Source records:
::::::::
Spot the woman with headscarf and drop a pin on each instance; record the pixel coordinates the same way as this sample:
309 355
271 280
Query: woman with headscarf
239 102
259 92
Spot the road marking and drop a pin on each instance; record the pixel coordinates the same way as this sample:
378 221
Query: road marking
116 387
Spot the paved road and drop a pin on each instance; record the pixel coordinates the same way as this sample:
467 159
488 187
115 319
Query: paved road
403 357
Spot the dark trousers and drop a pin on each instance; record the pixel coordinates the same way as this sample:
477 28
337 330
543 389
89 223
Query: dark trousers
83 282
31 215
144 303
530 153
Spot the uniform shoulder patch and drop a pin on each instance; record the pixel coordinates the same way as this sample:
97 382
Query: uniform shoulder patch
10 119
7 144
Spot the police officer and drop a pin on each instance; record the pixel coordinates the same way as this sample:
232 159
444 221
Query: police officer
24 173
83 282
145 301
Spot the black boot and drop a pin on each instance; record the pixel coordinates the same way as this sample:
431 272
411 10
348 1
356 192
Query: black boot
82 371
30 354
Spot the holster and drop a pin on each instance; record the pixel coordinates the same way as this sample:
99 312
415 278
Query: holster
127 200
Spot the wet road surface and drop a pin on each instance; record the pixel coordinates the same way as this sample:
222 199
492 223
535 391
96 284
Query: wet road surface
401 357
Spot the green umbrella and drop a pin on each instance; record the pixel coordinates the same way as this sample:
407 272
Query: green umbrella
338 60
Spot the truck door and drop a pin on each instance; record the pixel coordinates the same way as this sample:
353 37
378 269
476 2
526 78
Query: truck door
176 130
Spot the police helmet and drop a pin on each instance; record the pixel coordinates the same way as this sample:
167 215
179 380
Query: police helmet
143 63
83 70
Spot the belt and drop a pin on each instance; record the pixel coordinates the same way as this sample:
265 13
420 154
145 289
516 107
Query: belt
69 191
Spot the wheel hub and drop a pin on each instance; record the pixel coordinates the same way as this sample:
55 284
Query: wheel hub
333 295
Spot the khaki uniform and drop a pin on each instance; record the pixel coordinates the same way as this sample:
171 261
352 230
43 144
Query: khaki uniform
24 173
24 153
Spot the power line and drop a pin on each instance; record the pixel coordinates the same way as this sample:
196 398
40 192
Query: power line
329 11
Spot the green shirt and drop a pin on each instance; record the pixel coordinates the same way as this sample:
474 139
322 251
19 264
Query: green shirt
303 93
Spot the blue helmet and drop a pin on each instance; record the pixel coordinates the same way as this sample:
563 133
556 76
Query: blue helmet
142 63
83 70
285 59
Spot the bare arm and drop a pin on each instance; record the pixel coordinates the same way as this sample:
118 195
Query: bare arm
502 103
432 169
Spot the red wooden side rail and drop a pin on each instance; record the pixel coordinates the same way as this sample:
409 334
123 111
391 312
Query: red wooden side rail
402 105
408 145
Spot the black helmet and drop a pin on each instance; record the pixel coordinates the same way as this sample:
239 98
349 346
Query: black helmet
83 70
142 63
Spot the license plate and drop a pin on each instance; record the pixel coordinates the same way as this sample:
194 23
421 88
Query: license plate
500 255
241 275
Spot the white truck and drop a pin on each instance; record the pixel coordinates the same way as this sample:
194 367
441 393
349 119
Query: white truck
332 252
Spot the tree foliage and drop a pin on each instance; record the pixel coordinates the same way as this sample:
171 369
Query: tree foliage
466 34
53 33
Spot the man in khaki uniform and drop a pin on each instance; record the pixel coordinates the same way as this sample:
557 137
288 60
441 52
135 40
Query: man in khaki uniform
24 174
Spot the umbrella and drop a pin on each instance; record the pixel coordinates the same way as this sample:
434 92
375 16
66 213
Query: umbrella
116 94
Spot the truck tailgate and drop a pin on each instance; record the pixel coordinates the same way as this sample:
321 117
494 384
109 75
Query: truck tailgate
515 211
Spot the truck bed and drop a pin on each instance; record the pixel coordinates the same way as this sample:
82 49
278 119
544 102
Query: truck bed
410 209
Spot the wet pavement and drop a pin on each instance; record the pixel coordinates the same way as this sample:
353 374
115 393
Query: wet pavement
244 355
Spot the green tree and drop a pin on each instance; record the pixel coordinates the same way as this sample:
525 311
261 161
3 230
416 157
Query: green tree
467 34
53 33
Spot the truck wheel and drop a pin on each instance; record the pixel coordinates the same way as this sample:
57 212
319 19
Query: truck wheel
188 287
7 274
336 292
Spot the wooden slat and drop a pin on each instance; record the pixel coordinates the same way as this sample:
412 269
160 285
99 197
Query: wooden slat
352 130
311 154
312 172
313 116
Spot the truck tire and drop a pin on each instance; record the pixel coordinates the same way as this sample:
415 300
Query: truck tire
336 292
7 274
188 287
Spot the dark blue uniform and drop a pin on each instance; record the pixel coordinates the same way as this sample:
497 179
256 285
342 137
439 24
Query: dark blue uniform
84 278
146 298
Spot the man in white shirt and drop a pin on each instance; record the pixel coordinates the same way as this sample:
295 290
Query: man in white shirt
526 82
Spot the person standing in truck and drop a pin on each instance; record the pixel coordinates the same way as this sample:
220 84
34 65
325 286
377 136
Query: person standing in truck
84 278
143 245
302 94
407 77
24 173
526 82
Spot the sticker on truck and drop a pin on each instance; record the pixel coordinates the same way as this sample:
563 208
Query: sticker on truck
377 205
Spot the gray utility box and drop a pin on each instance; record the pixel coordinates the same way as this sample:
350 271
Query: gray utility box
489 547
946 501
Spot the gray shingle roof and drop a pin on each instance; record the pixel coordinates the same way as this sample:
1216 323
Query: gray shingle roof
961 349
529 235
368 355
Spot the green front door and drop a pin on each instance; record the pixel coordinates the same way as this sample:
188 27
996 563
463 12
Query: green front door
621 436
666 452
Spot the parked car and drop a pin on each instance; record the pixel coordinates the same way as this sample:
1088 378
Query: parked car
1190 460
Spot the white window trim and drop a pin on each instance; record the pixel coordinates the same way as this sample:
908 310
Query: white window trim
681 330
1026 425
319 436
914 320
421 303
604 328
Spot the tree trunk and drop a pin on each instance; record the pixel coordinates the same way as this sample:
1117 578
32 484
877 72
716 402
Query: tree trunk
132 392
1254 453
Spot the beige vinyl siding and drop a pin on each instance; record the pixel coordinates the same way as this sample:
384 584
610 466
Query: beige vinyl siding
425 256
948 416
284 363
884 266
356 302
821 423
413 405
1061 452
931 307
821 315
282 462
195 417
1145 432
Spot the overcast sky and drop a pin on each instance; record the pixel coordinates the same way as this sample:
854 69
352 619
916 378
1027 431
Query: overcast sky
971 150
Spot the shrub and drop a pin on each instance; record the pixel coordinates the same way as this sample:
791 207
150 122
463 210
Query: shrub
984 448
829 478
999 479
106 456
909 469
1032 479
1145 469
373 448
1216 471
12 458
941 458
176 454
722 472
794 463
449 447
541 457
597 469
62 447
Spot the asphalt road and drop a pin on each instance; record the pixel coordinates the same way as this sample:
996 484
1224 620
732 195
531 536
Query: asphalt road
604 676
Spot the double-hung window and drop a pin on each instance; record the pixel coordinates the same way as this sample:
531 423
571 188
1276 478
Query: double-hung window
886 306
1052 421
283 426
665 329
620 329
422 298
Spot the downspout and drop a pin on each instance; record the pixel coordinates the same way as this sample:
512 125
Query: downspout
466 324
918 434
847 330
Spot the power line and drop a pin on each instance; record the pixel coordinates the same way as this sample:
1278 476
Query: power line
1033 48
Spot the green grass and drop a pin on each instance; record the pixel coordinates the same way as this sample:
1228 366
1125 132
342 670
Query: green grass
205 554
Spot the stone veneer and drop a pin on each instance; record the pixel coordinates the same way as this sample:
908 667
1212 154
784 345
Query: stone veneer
::::::::
→ PROBLEM REQUIREMENTS
What is the number of lines in the data that hold the string "veneer"? Answer with the number only.

→ SOLUTION TO THIS EXERCISE
2